> _Brief_
Locate each line below that includes "side" and reproduce it.

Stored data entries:
++++++

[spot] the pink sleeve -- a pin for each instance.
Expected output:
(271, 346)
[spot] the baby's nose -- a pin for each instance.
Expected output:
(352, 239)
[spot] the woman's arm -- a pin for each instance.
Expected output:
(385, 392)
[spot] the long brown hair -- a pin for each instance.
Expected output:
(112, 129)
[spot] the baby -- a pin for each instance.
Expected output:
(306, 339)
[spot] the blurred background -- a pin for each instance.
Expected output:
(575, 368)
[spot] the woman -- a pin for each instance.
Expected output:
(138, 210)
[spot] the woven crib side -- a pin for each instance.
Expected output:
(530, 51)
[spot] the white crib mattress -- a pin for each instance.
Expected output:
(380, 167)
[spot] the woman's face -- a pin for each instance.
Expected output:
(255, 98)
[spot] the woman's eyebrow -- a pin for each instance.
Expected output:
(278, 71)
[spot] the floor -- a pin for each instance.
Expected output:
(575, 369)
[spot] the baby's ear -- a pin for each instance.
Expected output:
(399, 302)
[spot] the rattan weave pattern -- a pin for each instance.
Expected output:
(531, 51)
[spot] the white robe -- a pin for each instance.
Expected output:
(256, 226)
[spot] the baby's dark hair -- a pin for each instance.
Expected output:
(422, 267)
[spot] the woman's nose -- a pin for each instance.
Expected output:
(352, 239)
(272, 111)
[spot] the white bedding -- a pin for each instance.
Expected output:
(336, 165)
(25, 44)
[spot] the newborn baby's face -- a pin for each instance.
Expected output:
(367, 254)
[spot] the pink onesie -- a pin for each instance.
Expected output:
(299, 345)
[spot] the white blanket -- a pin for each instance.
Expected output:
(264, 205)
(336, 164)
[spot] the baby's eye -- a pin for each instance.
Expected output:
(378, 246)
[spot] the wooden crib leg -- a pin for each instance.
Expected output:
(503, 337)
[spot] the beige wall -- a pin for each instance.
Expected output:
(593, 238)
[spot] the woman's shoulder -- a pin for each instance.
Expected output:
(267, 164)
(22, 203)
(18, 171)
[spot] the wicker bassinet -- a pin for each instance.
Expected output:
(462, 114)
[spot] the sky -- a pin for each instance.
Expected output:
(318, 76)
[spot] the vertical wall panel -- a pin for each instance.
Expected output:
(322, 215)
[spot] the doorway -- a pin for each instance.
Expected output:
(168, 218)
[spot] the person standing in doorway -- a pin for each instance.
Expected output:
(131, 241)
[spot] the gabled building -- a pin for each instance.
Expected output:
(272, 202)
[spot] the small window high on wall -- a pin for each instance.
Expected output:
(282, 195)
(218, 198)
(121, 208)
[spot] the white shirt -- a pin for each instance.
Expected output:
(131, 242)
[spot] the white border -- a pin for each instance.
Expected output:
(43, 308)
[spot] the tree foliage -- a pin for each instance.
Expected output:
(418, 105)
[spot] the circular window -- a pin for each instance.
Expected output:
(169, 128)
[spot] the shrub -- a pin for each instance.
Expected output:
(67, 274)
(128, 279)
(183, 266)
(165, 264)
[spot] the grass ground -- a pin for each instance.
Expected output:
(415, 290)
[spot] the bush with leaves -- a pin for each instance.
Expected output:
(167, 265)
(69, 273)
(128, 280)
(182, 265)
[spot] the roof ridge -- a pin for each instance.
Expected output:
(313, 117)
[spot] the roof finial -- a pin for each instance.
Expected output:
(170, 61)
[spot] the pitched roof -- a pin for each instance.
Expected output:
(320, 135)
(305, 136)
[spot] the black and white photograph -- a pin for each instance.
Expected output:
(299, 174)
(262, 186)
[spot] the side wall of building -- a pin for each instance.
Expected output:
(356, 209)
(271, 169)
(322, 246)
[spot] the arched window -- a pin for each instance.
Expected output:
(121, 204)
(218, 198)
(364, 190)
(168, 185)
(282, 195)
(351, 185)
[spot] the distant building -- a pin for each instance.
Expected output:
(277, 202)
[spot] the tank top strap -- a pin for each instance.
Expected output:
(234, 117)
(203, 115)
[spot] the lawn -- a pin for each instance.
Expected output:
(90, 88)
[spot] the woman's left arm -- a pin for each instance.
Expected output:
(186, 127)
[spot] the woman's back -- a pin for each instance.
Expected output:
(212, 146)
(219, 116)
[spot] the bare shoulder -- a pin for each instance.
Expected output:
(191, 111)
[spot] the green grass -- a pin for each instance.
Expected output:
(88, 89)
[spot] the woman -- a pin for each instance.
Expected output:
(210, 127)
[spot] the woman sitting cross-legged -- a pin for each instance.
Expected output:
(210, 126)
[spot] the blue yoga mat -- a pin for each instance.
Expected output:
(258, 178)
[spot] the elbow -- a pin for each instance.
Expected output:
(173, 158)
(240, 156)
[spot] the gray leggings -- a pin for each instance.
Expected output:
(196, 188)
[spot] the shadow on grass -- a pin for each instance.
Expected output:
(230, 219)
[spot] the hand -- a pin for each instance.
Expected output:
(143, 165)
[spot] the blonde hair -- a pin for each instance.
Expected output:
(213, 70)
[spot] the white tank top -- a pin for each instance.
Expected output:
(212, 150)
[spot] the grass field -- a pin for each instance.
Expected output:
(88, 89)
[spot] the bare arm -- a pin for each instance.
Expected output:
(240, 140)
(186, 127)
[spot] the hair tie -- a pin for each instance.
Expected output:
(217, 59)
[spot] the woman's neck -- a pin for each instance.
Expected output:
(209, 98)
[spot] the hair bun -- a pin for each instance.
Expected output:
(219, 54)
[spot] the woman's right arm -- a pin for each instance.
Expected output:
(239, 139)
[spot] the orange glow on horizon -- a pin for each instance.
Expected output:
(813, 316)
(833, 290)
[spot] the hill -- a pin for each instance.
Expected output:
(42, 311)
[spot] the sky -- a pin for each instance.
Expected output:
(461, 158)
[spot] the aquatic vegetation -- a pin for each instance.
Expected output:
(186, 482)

++++++

> _Result of the task_
[spot] the woven crib side -- a pin for each instance.
[spot] the side wall of building -- a pin for each instance.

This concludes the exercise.